-- EXTRAIT À LIRE --
================
Cette vibration se sent dans certains résultats, dans la manière de les obtenir, dans le langage verbal ou corporel de l'équipe, dans certaines positions nouvelles ou prises d'assurance.
Elle se sent aussi dans le regard de partenaires, et dans le changement d'attitude de certains sceptiques.

Sans que quiconque n'en soit conscient chacun donne un signal du succès qui s'annonce.
En tant que leader mon rôle est de capter ces signaux et de les traduire en mots, en actes, et en opportunités.

Mon expression favorite est alors de dire que nous ne sommes pas à l'abri ..... d'un succès.

Ceci arrivant aussi en général à un moment où l'équipe commence à fatiguer, après une période d'efforts intenses, mon rôle est alors d'insuffler une nouvelle dynamique.
Il s'agit de transformer cette vibration en énergie renouvelée, pour lui permettre de se relancer sur la dernière ligne droite, à l'image du coureur de fond qui mobilise ses dernières forces pour un sprint final.

Lorsqu'on est en mode projet c'est aussi le signe que viendra sans-doute bientôt le moment, non pas de se dire adieu, mais "au revoir, à la prochaine fois" ... (après avoir célébré le succès bien sur !)

vendredi 4 mars 2011

Lâcher prise

Lâcher prise ....
Il m'a fallu du temps pour comprendre ce que cela pouvait signifier, et je ne peux prétendre encore avoir tout compris, mais il me semble que je progresse ....


Tout d'abord j'ai été confronté à ce que je pourrais appeler le lâcher prise managérial.
Cela a commencé par un consultant qui me conseillait de lâcher prise, en s'appuyant sur la démonstration que je maintenais trop de contrôle.
Je ne suis pas aujourd'hui bien certain que le dit consultant ait lui même à ce moment totalement lâché prise, puisque cette conclusion arrivait après un moment de tension lors d'un entretien de coaching, mais peut être avait-il généré volontairement cette situation ....
Il me conseillait de lâcher prise dans certaines situations de management, et me promettait la peur de ma vie (sic), mais aussi une dimension supplémentaire.
Fort de l'opposition "trop de contrôle"/"lâcher prise" finalement assez facile à appréhender je me lançais dans l'expérience lors de quelques réunions de suivi de mes projets. Chaque fois que j'étais tenté de prendre ou maintenir le contrôle je me demandais si cela était bien nécessaire. Si la réponse était non, je m'abstenais ... en faisant en sorte de ne rien laisser paraître .....
Je n'ai pas eu la peur de ma vie, juste "quelques crispations" en attendant de voir arriver les résultats escomptés, mais finalement force a été de constater que cela fonctionnait, et fonctionnait bien.

La leçon au bout de quelques mois d'exercices a été que :

  • rien ne sert de maintenir le contrôle quand les personnes présentes ont le niveau d'autonomie ou d'implication (idéalement les deux) nécessaires.
================
-- ENTRÉES FOURNIES --
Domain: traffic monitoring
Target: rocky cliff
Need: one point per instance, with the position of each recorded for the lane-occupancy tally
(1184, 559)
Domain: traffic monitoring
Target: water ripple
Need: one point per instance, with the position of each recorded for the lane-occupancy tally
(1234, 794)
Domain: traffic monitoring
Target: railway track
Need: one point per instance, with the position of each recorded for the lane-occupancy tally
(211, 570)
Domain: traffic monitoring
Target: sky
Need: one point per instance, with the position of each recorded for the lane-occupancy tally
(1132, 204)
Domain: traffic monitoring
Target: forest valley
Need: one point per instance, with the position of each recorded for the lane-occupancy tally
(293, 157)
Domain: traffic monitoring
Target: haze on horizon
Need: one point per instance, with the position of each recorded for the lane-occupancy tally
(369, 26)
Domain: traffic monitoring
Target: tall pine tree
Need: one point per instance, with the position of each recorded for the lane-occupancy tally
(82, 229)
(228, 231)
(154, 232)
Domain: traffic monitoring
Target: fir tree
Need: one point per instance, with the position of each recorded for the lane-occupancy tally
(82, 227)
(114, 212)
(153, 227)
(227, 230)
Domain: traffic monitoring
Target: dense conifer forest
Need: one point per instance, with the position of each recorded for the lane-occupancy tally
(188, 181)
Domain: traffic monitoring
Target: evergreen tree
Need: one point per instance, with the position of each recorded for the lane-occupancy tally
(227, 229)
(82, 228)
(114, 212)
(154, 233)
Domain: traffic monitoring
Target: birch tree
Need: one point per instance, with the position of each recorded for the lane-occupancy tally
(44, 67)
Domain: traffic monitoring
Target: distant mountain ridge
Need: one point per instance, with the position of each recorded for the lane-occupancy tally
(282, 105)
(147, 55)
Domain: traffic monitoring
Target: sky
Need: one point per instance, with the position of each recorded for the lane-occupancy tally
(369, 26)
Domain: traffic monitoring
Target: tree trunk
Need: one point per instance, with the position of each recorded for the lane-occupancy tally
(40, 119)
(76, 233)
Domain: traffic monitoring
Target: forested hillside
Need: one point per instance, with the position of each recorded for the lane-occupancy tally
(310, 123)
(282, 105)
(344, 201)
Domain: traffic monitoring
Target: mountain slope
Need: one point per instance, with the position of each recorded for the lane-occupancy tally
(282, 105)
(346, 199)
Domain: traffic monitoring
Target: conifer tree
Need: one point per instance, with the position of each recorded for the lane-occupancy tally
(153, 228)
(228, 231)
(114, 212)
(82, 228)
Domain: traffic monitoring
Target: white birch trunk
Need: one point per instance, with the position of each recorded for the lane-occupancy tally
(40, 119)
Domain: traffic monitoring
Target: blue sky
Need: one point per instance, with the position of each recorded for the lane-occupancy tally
================
-- EXERCICES À TRAITER --
A. Traduisez en anglais cette phrase de l'extrait sur le lâcher prise : « En tant que leader mon rôle est de capter ces signaux et de les traduire en mots, en actes, et en opportunités. »
B. Relevez, dans l'extrait sur le lâcher prise, tous les endroits où se sent la vibration évoquée dans ses deux premières phrases.
C. Prolongez l'extrait sur le lâcher prise à partir de sa dernière phrase, en ajoutant la suite de la leçon tirée de cette expérience.
Les entrées fournies forment un matériau distinct de l'extrait sur le lâcher prise.

-- RÉPONSES PAR EXERCICE --
A. As a leader, my role is to pick up these signals and translate them into words, actions, and opportunities.

B.
- dans certains résultats
- dans la manière de les obtenir
- dans le langage verbal ou corporel de l'équipe
- dans certaines positions nouvelles ou prises d'assurance
- dans le regard de partenaires
- dans le changement d'attitude de certains sceptiques

C.
  • libéré d'un contrôle inutile les membres de l'équipe produisent mieux, et finissent par se lâcher, cette fois ci dans la production d'idées et d'initiatives, donc beaucoup de bonnes surprises,
  • ils assument d'autant mieux ce qu'ils ont produit (ça ne leur est pas imposé),
  • libéré d'une tâche de contrôle peu utile, le manager peut se consacrer à l'écoute (auditive, visuelle, langage des mots et du corps, langage des émotions) de son équipe, et tirer profit, pour le bien de tous, de ce qu'il voit ou entend, des messages que les mots ne disent pas,
  • il faut garder une certaine vigilance car si il peut être quelquefois nécessaire de reprendre prise (capter les bons signaux),
  • l'habitude se prend de lâcher prise, comme si le cerveau se décablait d'un mode "contrôle" en mode "lâcher", et au bout d'un certain temps cela devient le mode de fonctionnement "par défaut" en remplacement de l'ancien (sans annuler bien sur la capacité de contrôle, mais cette fois-ci à bon escient).
Ensuite j'ai pu aborder le lâcher prise personnel.
La meilleure illustration est celle donnée par S André (lire son excellent livre "Le secret des orateurs").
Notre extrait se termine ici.